**What this exercise asks**
- A) Transcribe part of the gluten article word for word, starting at "The short answer" and ending after "and fermentation time.".
- B) According to the gluten article, which two precursor proteins combine to form gluten?
- C) Take the article about gluten in bread further, picking up after its final sentence.

The short answer is the real question about digestible gluten is "Yes!" We make all of our breads in a way that promotes diversity of flavor, increased nutritional value and optimum, natural gluten development. There are three main factors that contribute to the digestibility of gluten: type of wheat, type of yeast and fermentation time.
What is Gluten
Before diving into what makes gluten better or worse for you, it's important to know what we're actually talking about. What exactly is this thing that is apparently in bread that people are so sensitive to?
To take the definition from "The Bread Builders" by Daniel Wind and Alan Scott:
Gluten is a protein complex prominent in wheat doughs. It is formed by the association of two precursor proteins, glutenin and gliadin, and by its strength, elasticity, and extensibility determines the structure of the dough.
Basically, gluten is what holds bread together. When making dough, the purpose of kneading the dough, stretching and folding and even long fermenting is to create a gluten structure that is strong enough to hold the dough together. Gluten acts in the same way as struts holding together a bridge or scaffolding; it is what supports the structure.
As dough rises, small pockets of air are forming in the dough. Once it goes in the oven, the water content of the dough bubbles and turns to steam. As the steam escapes the bread, the gluten is what holds all of the air and steam pockets. A strong gluten structure will result in a loaf the holds its shape once taken from the oven; a weak gluten structure will collapse.

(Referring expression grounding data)
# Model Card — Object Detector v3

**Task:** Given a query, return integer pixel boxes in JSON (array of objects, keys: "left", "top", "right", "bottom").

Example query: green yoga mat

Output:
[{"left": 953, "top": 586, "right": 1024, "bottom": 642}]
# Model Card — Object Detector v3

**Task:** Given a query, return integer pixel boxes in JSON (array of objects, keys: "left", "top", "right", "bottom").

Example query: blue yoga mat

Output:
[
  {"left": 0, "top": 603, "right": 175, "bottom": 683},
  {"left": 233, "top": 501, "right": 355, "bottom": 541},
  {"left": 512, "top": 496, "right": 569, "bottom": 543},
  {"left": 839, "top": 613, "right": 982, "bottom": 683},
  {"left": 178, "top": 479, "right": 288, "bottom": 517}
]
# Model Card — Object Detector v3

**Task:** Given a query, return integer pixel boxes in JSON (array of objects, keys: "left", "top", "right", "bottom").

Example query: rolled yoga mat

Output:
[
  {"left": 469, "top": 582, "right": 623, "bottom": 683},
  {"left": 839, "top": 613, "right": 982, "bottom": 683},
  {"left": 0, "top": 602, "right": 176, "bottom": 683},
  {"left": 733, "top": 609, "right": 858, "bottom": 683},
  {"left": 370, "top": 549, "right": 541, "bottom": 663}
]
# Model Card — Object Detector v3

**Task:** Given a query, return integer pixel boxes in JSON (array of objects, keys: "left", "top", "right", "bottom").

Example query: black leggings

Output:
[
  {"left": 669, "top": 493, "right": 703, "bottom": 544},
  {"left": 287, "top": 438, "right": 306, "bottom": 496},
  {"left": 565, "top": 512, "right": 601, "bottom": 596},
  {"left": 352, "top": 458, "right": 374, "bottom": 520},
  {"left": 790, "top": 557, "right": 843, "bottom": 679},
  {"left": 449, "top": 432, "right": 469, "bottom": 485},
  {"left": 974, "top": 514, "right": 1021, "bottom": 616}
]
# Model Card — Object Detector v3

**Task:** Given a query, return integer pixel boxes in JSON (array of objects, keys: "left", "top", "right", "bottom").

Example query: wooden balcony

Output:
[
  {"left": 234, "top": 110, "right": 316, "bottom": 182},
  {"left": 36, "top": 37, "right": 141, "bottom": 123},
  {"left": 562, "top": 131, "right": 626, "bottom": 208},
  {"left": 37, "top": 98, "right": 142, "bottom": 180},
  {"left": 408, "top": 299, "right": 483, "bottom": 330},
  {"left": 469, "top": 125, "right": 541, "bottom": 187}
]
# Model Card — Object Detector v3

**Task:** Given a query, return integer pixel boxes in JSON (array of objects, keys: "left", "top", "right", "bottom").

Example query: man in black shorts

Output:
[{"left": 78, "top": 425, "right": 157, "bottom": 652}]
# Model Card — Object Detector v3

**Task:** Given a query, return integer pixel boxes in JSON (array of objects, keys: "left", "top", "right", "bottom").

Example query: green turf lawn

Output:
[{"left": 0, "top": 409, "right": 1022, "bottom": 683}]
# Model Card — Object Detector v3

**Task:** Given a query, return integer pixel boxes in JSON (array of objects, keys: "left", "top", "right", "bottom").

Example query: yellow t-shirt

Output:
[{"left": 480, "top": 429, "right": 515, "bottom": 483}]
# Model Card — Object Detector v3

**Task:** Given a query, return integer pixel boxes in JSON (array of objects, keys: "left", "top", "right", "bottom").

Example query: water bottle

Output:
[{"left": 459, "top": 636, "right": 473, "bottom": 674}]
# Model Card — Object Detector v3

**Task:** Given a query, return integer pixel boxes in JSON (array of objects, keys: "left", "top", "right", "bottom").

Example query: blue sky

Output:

**Answers for the exercise**
- A)
The short answer is the real question about digestible gluten is "Yes!" We make all of our breads in a way that promotes diversity of flavor, increased nutritional value and optimum, natural gluten development. There are three main factors that contribute to the digestibility of gluten: type of wheat, type of yeast and fermentation time.

- B) Glutenin and gliadin.

- C)
Why Can't I Digest Gluten?
There was a time, most of human history actually, when bread was a primary source of nutrients in the average diet. Never was there complaint that bread was bad for you or that it caused any sort of digestive issue. What happened? Why is it that this food, created with the first crop that man domesticated has suddenly become problematic for so many people? What changed?
As our food has become more and more industrialized, the raw materials that make it up have had to be engineered to suit factory use. Bread is no exception to this. Modern wheat has been engineered with the factory as the primary point of importance. What does that mean? Digestibility, nutrition and flavor are secondary to resilience,durability and stability. Modern wheat has an engineered gluten protein bond that is of a higher complexity and strength than can be digested effectively. It is made to withstand the rigors of the factory at the expense of digestibility.